▸ **Source text**
--

Earlier this week, Canada’s finance ministers reached an “agreement in principle” on expanding the Canada Pension Plan (CPP), which starting in 2019, will require Canadian workers to contribute more to the CPP. In speaking at the joint press conference, federal Finance Minister Bill Morneau said “We have come to a conclusion that we are going to improve the retirement security of Canadians.”
The agreement, however, will do nothing to substantially achieve this goal.
The agreement does not specify exactly how much more Canadians will be required to contribute to the CPP. News reports suggest that, once fully implemented in 2025, the total CPP contribution rate will increase from 9.9 per cent to 11.9 per cent (split notionally between employees and employers) for earnings between $3,500 and $54,900. An extra 8.0 per cent total contribution rate will apply to earnings between $54,900 and $82,700, which represents an increase to the range of earnings subject to the CPP contribution rate.
The proposed changes will result in thousands of dollars in extra contributions from working Canadians every year. Based on the limited information available at the time of writing, we estimate that working Canadians could contribute up to an extra $3,250 more to the CPP each year—that’s on top of their current annual maximum contributions of approximately $5,000.
While the proposed changes are intended to boost the retirement savings of Canadians, the reality is that an increase in mandatory CPP contributions will be offset by lower private savings. Why?
Because Canadians choose how much they save and spend based on their income and preferred lifestyle. If their income and preferences do not change, and the government mandates higher contributions to the CPP, Canadians will simply reduce private savings.

--

▸ **Entries provided**

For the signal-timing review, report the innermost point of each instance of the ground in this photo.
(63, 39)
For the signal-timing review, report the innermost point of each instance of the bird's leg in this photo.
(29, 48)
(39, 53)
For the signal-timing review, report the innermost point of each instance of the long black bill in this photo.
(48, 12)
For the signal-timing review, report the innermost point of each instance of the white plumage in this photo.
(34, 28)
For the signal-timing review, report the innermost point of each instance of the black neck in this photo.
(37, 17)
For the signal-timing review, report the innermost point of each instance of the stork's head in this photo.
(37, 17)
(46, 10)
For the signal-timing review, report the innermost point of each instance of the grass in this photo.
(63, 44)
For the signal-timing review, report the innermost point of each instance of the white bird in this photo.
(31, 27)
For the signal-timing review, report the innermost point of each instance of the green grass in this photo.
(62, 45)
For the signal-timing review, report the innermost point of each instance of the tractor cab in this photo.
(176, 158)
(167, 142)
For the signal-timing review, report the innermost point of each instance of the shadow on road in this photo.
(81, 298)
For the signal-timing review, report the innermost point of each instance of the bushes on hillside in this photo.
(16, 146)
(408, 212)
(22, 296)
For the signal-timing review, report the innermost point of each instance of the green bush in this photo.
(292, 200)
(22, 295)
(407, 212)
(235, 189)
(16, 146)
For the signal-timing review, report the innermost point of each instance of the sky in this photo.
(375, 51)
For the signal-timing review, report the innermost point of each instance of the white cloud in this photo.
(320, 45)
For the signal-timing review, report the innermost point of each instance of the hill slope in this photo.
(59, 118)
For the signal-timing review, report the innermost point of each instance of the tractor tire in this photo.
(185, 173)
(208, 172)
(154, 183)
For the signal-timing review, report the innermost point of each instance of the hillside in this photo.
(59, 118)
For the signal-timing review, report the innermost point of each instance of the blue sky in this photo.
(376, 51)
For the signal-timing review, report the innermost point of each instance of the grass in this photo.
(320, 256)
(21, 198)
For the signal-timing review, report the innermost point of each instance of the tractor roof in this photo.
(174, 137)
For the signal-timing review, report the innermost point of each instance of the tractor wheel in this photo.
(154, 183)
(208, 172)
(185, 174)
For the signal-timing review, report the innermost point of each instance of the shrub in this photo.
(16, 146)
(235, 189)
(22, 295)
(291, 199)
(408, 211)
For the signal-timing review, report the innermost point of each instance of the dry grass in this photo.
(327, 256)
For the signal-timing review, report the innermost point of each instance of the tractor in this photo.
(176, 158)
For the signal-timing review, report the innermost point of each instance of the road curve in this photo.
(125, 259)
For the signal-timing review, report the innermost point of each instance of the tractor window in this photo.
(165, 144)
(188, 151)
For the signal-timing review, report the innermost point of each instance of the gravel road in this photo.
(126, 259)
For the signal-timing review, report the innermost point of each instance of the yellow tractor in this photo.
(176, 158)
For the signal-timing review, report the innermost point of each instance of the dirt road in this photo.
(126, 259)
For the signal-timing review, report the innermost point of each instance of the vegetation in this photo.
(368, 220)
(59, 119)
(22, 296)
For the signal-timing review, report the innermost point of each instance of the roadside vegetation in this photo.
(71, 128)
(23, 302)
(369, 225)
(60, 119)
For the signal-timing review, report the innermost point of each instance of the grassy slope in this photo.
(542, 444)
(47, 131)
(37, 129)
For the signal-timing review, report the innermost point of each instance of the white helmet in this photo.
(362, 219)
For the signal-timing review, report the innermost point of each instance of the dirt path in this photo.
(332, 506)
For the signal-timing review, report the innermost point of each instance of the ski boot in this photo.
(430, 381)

--

▸ **Exercise brief**
Rewrite the passage on the Canada Pension Plan expansion between "Earlier this week, Canada’s" and "achieve this goal.", inclusive, replacing "agreement in principle" with "tentative deal".

▸ **Full solution**
Earlier this week, Canada’s finance ministers reached an “tentative deal” on expanding the Canada Pension Plan (CPP), which starting in 2019, will require Canadian workers to contribute more to the CPP. In speaking at the joint press conference, federal Finance Minister Bill Morneau said “We have come to a conclusion that we are going to improve the retirement security of Canadians.”
The agreement, however, will do nothing to substantially achieve this goal.